Somebody some time back asked for the corn pudding recipe. Most versions of this call for one cup of sour cream, but I don't add it. I also do mine Southwestern style with green chilis/jalapeno. Great with chicken & a chili/lime slaw.

1 box Jiffy corn bread mix
1 can regular corn (I like to use the "fiesta" corn with peppers in it.)
1 can creamed corn
1 egg
8oz sour cream
1oz butter, plus a bit for your pan
1 7oz can of diced green chilis/jalapenos (Totally optional.)

Mix Jiffy with regular corn, canned corn, sour cream, egg & peppers. Pour into a buttered 9X9 pan, (I prefer pyrex or aluminum for a potluck.) dot top with butter, & pop into a preheated 350F oven for 45min or until golden brown on top.

To be honest, I haven't made this since my mom died (It was one of her favorites to have with Coca Cola ham & some collard greens if it was just plain corn.) due to aversion to things in cans. I hadn't eaten it in *years* until she had a yen for it last fall. Recipes for it vary, some call for cheese, Nigella's version ( A butt load of eggs, milk & cream & flour to thicken.) is a heart attack on a plate.

And personally, I like it better cold the next day because I'm weird like that.
pepper
it's funny 'cause her hubby owns a restaurant and they love food but i guess she just didn't use this one much. it is kinda big... oh well.
i'm into the bread, this kind is no-knead which i love. it really is 'quick' bread.
roseviolet
Any Americans out there making anything special for election night? I thought about adapting this recipe for cupcakes filled with cherry sauce. I figured I could call them Bleeding-Heart Liberal cupcakes. I'd love some other ideas, too, if anyone has something fun to share.
pollystyrene
I plan on sitting on the couch, watching the coverage, New Year's noisemaker in one hand and a cyanide capsule at the ready in my teeth. Y'know, just in case.

But maybe some of those cupcakes earlier in the evening. wink.gif
tesao
i got invited to a big party that the embassy is giving - mock candidate debates, wide screen tv election return coverage, food and drinks, and 100s of other US citizens.

haven't decided whether i'm going yet or not. i may prefer to take polly's route.
rubberdollz
Ok so here's something I just made last night.

1 boneless leg of lamb
1/2 cup soy sauce
1/2 cup lemon juice

marinate for a few hours or all day. Broil or bbq for 10-12 minutes per side or until medium rare. Serve with juices warmed up.

Ugh... it was so freaking good!!!! Plus I had a ton of leftovers so looks like the hubby and I will be eating lamb for the next few days.
angelle321
I made a loaf of pumpkin bread last night. It turned out better than I expected. So good! Got the recipe from bf's mother. She makes it every fall and I swear she puts crack in it. I'm not usually too into that kind of thing (most of the time, if it doesn't involve chocolate, I'm not interested!) but bf's lucky if I let him have any of it when she gives us our loaf. smile.gif
girlygirlgag
I want to make some stuffed cabbage tonight. I have already downloaded a few recipe, but was wondering if anyone has any tips?

____

WHAT YOU WILL DO:
**A.** Reproduce the passage of the recipe thread starting with "1 box Jiffy" and going on through "chilis/jalapenos (Totally optional.)".
**B.** List every ingredient in the corn pudding recipe in the recipe thread, with its quantity.

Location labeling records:
____

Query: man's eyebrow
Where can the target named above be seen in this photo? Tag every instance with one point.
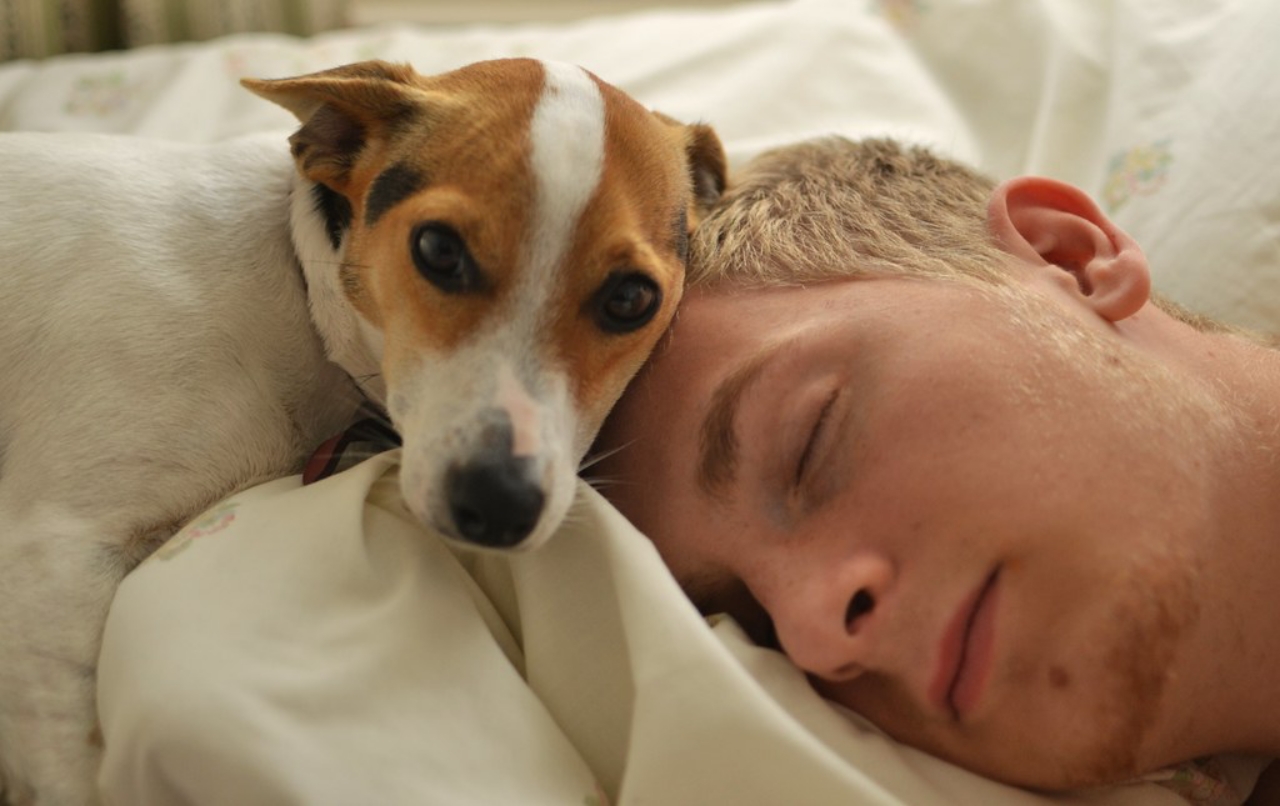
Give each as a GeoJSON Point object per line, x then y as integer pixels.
{"type": "Point", "coordinates": [717, 444]}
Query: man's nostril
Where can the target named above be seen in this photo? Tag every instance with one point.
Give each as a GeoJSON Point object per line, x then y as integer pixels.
{"type": "Point", "coordinates": [859, 605]}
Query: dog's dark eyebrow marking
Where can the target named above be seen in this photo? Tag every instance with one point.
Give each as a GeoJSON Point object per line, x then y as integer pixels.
{"type": "Point", "coordinates": [336, 210]}
{"type": "Point", "coordinates": [680, 232]}
{"type": "Point", "coordinates": [389, 188]}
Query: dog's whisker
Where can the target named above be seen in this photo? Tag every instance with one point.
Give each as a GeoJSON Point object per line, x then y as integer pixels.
{"type": "Point", "coordinates": [593, 459]}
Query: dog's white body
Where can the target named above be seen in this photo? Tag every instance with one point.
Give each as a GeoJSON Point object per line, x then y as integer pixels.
{"type": "Point", "coordinates": [155, 355]}
{"type": "Point", "coordinates": [178, 323]}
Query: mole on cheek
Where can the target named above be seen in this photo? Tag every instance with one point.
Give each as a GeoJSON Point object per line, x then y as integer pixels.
{"type": "Point", "coordinates": [1059, 678]}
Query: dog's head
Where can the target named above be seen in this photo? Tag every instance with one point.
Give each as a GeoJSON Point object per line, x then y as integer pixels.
{"type": "Point", "coordinates": [512, 239]}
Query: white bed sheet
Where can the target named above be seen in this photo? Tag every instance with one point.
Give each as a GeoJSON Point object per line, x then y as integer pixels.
{"type": "Point", "coordinates": [1165, 111]}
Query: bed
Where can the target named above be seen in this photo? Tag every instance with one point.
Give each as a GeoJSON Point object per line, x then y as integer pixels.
{"type": "Point", "coordinates": [579, 673]}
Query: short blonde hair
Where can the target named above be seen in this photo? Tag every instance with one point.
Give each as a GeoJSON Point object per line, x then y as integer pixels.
{"type": "Point", "coordinates": [836, 209]}
{"type": "Point", "coordinates": [832, 209]}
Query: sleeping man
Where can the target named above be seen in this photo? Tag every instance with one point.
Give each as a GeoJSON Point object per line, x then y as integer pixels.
{"type": "Point", "coordinates": [937, 442]}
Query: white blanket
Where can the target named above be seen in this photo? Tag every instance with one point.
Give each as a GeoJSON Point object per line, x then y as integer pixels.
{"type": "Point", "coordinates": [315, 645]}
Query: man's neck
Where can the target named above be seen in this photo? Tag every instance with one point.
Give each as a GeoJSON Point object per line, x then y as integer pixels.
{"type": "Point", "coordinates": [1229, 697]}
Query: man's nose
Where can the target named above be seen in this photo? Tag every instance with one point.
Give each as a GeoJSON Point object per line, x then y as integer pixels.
{"type": "Point", "coordinates": [826, 617]}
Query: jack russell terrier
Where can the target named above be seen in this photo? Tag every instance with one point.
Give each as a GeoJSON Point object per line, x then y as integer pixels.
{"type": "Point", "coordinates": [489, 255]}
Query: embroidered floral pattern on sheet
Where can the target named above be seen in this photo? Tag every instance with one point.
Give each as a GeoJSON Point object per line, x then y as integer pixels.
{"type": "Point", "coordinates": [103, 95]}
{"type": "Point", "coordinates": [903, 14]}
{"type": "Point", "coordinates": [1139, 170]}
{"type": "Point", "coordinates": [1202, 783]}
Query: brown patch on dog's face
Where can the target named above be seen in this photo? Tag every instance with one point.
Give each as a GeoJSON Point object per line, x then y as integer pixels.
{"type": "Point", "coordinates": [467, 164]}
{"type": "Point", "coordinates": [446, 160]}
{"type": "Point", "coordinates": [632, 233]}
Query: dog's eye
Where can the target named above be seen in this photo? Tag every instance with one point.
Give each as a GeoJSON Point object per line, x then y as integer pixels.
{"type": "Point", "coordinates": [443, 259]}
{"type": "Point", "coordinates": [626, 302]}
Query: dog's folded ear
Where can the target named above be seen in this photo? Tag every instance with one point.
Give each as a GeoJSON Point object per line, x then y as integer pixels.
{"type": "Point", "coordinates": [708, 166]}
{"type": "Point", "coordinates": [341, 110]}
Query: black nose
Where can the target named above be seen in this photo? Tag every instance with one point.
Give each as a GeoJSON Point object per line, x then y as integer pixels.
{"type": "Point", "coordinates": [493, 500]}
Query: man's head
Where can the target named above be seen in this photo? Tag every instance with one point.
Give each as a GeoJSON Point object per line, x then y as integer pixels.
{"type": "Point", "coordinates": [946, 489]}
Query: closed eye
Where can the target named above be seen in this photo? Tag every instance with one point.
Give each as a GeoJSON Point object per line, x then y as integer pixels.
{"type": "Point", "coordinates": [816, 433]}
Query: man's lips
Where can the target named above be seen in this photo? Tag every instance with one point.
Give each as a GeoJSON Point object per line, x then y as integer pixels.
{"type": "Point", "coordinates": [965, 651]}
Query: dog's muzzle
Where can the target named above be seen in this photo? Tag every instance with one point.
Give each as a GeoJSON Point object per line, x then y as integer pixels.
{"type": "Point", "coordinates": [496, 498]}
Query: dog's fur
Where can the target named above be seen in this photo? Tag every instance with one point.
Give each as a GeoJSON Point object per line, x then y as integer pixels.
{"type": "Point", "coordinates": [489, 253]}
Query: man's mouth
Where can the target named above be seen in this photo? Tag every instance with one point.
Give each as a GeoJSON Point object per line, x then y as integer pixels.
{"type": "Point", "coordinates": [965, 651]}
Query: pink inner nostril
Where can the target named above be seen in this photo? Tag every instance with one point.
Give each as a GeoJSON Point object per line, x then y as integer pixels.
{"type": "Point", "coordinates": [859, 605]}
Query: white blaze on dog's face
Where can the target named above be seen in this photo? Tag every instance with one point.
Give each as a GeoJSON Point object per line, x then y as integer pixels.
{"type": "Point", "coordinates": [515, 248]}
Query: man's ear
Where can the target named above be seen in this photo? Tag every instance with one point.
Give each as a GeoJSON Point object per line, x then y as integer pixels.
{"type": "Point", "coordinates": [1060, 230]}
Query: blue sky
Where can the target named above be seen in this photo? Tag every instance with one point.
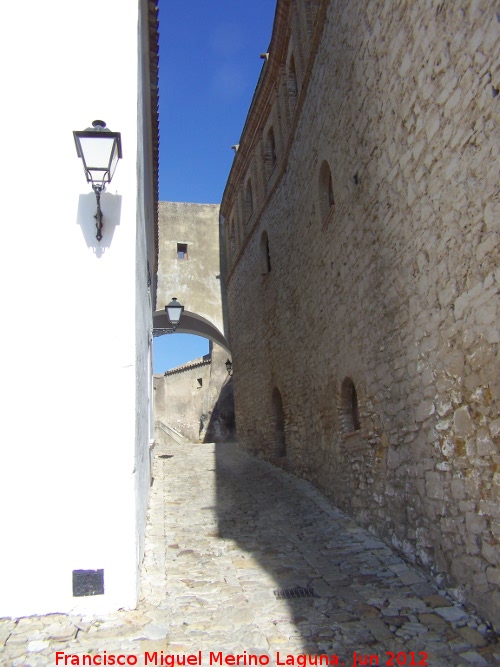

____

RESULTS OF THE TASKS:
**A.**
1 box Jiffy corn bread mix
1 can regular corn (I like to use the "fiesta" corn with peppers in it.)
1 can creamed corn
1 egg
8oz sour cream
1oz butter, plus a bit for your pan
1 7oz can of diced green chilis/jalapenos (Totally optional.)

**B.**
- 1 box Jiffy corn bread mix
- 1 can regular corn
- 1 can creamed corn
- 1 egg
- 8oz sour cream
- 1oz butter, plus a bit for the pan
- 1 7oz can of diced green chilis/jalapenos (optional)